== Provided passage ==
>> begin

Since the takeover of China by the Communist Party in 1949, little respect has been paid to the value of life, he says, pointing out the mass violence and death in the Party’s political campaigns like the Cultural Revolution beginning in the 1960s. 

Classified official statistics showed that nearly two million Chinese died as a result of state-sponsored killings and another 125 million were either persecuted or “struggled against” during the Cultural Revolution, when public executions were commonplace and widespread, according to researcher Song Yongyi.
 
“This has formed an atmosphere in which human lives are worth very little,” Chu said. 

Eric Chui Wing-hong, an expert on youth crime at the University of Hong Kong, points to the education system as a major cause for the problem. 

Again it is the lack of moral education, and a relentless focus on pleasing Communist Party edicts, that has created a bereft culture, he told the South China Morning Post. “School administrators are inclined to follow party officials hell-bent on burnishing schools’ academic credentials and reputations.”

>> end

== Provided information ==
>> begin

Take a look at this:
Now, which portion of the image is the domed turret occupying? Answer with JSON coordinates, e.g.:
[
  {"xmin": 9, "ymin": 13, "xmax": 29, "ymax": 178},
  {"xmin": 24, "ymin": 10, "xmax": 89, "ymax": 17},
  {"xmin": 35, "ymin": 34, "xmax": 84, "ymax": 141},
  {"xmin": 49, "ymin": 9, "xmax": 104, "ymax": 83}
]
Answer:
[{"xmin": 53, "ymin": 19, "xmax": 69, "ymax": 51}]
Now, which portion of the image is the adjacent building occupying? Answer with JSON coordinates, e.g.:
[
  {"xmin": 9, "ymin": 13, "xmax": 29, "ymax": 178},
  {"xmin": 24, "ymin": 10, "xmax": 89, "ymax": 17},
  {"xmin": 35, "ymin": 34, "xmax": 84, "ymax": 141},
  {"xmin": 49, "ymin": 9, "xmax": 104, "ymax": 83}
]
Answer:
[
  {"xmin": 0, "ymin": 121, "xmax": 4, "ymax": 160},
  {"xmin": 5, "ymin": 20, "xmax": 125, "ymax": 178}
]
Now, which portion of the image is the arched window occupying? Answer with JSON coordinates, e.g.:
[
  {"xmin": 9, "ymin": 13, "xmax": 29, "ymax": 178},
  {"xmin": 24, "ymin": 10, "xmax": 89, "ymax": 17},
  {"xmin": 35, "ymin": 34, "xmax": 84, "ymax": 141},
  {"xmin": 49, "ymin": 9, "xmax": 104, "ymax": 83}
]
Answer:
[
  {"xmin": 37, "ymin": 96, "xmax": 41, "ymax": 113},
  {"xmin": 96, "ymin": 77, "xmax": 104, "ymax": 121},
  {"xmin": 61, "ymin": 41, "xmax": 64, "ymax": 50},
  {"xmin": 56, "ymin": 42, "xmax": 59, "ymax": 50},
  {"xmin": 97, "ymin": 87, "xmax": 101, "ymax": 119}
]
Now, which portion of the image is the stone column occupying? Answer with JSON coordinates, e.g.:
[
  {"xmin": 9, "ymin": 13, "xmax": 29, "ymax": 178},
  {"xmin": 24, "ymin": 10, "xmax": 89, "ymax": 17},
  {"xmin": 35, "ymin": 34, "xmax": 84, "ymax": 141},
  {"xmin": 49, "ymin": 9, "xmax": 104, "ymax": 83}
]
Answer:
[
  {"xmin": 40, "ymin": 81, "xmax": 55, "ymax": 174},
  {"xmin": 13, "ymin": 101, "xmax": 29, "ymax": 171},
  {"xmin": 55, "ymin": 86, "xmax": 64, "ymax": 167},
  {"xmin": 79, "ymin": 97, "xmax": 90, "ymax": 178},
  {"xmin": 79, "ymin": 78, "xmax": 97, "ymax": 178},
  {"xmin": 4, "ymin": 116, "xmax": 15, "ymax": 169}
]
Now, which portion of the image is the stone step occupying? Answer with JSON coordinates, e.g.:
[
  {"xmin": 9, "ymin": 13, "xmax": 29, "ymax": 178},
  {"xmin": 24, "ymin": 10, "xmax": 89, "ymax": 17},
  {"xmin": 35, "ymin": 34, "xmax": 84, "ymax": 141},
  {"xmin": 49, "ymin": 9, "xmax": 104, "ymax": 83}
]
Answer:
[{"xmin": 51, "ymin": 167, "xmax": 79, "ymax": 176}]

>> end
>> begin

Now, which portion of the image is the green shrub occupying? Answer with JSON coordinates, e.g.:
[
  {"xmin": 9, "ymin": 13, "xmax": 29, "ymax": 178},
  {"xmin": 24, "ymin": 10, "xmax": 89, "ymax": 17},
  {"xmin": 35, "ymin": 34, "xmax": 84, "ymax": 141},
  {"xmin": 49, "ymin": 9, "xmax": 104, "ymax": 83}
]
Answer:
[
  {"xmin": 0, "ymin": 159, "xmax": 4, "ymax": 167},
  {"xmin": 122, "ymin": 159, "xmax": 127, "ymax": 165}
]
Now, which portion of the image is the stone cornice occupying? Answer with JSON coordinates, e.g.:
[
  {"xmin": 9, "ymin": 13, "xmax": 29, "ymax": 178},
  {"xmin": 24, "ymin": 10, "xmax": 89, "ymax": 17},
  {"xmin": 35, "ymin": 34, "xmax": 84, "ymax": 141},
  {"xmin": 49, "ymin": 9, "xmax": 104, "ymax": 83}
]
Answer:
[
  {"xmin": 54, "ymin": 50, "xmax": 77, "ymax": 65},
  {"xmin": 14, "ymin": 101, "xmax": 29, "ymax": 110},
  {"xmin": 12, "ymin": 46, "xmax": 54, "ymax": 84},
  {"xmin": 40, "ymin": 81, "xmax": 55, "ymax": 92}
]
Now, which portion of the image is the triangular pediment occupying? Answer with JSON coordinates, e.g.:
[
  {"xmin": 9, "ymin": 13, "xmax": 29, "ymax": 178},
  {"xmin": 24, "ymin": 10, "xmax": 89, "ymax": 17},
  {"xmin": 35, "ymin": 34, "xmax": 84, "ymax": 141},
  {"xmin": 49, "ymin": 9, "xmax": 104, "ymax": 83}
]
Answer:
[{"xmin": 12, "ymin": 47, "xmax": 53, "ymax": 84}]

>> end
>> begin

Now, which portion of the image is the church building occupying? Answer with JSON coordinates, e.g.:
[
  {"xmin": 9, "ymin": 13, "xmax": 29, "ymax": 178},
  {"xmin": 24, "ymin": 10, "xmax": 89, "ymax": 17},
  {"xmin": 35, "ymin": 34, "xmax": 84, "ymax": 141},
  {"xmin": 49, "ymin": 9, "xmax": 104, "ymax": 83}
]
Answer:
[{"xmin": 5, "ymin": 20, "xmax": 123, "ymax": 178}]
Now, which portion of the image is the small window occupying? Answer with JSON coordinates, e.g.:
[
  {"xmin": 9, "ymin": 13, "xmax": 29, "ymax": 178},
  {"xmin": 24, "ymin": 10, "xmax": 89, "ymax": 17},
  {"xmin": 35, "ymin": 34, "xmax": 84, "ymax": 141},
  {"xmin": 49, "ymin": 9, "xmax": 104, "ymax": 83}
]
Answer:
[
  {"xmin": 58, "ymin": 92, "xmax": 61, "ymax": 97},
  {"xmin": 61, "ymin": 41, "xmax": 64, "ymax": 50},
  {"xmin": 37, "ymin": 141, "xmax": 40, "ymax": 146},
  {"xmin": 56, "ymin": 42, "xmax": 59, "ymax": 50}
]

>> end

== Exercise aim ==
Reproduce the section of the passage about the value of life in China that opens with the words containing "Classified official statistics" and closes with "for the problem.". Rely only on the passage about the value of life in China.

== Result below ==
Classified official statistics showed that nearly two million Chinese died as a result of state-sponsored killings and another 125 million were either persecuted or “struggled against” during the Cultural Revolution, when public executions were commonplace and widespread, according to researcher Song Yongyi.
 
“This has formed an atmosphere in which human lives are worth very little,” Chu said. 

Eric Chui Wing-hong, an expert on youth crime at the University of Hong Kong, points to the education system as a major cause for the problem.